**** INFORMATION GIVEN ****

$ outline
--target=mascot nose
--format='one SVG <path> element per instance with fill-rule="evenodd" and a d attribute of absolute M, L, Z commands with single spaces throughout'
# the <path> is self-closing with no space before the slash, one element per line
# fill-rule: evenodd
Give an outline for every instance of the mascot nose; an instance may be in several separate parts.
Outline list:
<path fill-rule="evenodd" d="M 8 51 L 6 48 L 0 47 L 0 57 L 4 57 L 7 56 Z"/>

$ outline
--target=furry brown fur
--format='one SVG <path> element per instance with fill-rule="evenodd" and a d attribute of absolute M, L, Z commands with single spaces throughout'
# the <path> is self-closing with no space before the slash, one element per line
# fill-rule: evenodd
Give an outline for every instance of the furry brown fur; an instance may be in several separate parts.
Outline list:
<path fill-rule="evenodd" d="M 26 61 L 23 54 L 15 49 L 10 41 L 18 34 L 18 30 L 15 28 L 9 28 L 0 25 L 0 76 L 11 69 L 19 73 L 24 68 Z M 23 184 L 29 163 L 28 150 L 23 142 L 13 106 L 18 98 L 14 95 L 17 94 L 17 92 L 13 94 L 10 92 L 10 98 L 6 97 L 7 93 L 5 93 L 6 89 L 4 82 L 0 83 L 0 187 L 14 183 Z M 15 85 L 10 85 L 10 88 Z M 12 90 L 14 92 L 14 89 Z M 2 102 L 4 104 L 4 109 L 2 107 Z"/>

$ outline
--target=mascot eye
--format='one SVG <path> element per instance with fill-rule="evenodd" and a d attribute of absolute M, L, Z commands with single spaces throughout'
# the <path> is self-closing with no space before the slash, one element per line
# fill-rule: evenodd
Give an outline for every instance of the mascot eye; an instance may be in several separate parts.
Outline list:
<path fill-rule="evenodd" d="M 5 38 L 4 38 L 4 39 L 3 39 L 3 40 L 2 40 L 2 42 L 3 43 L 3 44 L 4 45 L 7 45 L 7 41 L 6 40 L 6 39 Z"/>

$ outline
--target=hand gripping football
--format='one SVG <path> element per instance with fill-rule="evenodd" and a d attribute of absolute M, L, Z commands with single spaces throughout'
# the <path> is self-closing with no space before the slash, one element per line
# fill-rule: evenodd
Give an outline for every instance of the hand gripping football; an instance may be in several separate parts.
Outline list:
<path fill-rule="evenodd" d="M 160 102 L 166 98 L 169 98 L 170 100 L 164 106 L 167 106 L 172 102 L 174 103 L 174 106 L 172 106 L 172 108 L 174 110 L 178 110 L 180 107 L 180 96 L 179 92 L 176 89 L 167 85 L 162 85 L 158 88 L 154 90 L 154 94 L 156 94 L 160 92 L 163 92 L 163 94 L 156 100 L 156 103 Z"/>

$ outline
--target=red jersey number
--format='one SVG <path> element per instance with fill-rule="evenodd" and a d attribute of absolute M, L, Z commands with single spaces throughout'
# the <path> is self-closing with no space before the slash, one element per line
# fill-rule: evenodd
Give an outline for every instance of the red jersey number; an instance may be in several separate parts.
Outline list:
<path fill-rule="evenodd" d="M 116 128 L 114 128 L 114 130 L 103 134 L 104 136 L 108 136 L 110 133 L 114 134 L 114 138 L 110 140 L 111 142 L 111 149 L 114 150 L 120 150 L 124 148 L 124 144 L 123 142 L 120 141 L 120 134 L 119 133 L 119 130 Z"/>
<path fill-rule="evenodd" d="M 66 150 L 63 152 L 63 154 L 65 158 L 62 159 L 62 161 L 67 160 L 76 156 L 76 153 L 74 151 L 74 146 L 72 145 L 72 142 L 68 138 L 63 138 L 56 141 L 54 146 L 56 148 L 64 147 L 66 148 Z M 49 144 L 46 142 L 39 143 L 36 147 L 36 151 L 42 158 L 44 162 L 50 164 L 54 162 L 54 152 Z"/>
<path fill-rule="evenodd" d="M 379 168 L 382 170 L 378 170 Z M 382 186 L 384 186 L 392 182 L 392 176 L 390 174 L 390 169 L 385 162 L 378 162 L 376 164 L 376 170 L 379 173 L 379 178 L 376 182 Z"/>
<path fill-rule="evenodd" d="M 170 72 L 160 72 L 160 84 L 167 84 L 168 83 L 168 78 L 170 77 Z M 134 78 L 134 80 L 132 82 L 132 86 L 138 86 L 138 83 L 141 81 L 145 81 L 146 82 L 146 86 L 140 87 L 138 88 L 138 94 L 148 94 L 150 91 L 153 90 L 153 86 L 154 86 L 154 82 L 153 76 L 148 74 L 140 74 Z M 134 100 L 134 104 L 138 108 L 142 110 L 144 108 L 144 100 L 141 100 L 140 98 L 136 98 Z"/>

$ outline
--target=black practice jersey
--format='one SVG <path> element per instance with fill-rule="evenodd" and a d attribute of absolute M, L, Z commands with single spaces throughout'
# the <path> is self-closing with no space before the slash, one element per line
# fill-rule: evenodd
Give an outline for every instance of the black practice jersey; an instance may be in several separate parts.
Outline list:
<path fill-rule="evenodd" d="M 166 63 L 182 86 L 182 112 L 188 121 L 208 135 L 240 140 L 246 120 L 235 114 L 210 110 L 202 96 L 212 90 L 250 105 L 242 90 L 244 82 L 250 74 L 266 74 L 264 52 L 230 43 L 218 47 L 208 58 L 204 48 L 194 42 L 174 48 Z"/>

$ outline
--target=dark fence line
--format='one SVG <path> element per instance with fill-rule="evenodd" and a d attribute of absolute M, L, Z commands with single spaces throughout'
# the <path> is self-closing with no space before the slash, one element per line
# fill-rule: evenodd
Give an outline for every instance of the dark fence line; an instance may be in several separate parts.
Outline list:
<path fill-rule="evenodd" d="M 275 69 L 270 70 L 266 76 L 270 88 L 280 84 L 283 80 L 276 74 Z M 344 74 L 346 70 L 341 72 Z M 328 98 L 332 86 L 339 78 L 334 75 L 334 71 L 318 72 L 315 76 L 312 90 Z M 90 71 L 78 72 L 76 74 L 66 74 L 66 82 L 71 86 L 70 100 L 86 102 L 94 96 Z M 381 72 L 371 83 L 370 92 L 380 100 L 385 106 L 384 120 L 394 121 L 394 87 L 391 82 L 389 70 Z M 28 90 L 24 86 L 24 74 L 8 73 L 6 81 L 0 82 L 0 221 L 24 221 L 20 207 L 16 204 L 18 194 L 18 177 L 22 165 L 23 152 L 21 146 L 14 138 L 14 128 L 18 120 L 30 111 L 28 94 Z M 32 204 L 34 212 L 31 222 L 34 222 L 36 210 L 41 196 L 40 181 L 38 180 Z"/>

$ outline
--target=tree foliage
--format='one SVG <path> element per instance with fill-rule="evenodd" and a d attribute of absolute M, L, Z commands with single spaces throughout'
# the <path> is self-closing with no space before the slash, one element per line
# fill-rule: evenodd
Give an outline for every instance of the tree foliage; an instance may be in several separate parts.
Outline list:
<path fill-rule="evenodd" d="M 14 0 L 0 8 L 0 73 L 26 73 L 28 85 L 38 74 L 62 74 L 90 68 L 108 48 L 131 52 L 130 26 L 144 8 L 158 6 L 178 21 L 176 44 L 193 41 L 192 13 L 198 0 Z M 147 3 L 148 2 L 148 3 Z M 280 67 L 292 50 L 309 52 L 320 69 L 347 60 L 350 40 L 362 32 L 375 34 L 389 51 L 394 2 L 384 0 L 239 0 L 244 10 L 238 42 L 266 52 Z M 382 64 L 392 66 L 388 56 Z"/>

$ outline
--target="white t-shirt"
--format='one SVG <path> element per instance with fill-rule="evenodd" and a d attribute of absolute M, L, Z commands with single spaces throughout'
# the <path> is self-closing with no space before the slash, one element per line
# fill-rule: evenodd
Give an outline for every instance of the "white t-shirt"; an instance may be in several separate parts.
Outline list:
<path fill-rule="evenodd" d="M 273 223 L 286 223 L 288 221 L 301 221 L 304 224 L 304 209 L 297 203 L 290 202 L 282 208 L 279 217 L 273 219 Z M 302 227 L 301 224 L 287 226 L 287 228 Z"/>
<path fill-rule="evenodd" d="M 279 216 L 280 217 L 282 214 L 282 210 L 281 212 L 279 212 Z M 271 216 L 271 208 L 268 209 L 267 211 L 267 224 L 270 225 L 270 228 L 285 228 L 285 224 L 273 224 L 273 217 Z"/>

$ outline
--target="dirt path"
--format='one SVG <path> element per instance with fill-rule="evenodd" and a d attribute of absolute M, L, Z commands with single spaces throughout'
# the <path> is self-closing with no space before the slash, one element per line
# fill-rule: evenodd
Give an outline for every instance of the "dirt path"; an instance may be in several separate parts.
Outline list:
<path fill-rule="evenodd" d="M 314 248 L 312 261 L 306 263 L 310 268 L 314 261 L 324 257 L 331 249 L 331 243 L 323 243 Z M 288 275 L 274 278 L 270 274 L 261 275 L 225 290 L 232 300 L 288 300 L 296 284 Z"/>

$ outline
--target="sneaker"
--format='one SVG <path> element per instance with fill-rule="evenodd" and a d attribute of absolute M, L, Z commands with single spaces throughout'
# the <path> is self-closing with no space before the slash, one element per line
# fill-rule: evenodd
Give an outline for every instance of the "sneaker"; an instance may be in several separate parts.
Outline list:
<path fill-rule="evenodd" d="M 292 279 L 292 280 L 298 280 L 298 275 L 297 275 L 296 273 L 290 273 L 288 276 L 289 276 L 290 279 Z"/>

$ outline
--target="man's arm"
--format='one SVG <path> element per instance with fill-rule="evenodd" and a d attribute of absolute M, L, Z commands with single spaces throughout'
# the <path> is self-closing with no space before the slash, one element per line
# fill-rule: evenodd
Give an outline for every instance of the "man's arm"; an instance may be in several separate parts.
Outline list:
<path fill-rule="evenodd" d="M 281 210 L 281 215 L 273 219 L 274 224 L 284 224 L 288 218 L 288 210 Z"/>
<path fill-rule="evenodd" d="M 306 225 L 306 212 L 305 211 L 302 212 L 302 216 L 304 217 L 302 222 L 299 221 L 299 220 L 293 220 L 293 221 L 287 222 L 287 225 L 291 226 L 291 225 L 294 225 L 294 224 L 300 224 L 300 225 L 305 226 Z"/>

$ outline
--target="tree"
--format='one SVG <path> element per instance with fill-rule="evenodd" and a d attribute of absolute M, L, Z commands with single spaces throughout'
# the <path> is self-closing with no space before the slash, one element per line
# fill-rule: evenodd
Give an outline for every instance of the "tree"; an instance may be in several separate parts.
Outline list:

****

• _WRITTEN INSTRUCTION_
Please put the stretch from the start of the listing through the line containing "8 51 L 6 48" into a JSON list of strings, one string per line and both ends included, with blank lines left out and nothing else from the listing.

• _TASK RESPONSE_
[
  "$ outline",
  "--target=mascot nose",
  "--format='one SVG <path> element per instance with fill-rule=\"evenodd\" and a d attribute of absolute M, L, Z commands with single spaces throughout'",
  "# the <path> is self-closing with no space before the slash, one element per line",
  "# fill-rule: evenodd",
  "Give an outline for every instance of the mascot nose; an instance may be in several separate parts.",
  "Outline list:",
  "<path fill-rule=\"evenodd\" d=\"M 8 51 L 6 48 L 0 47 L 0 57 L 4 57 L 7 56 Z\"/>"
]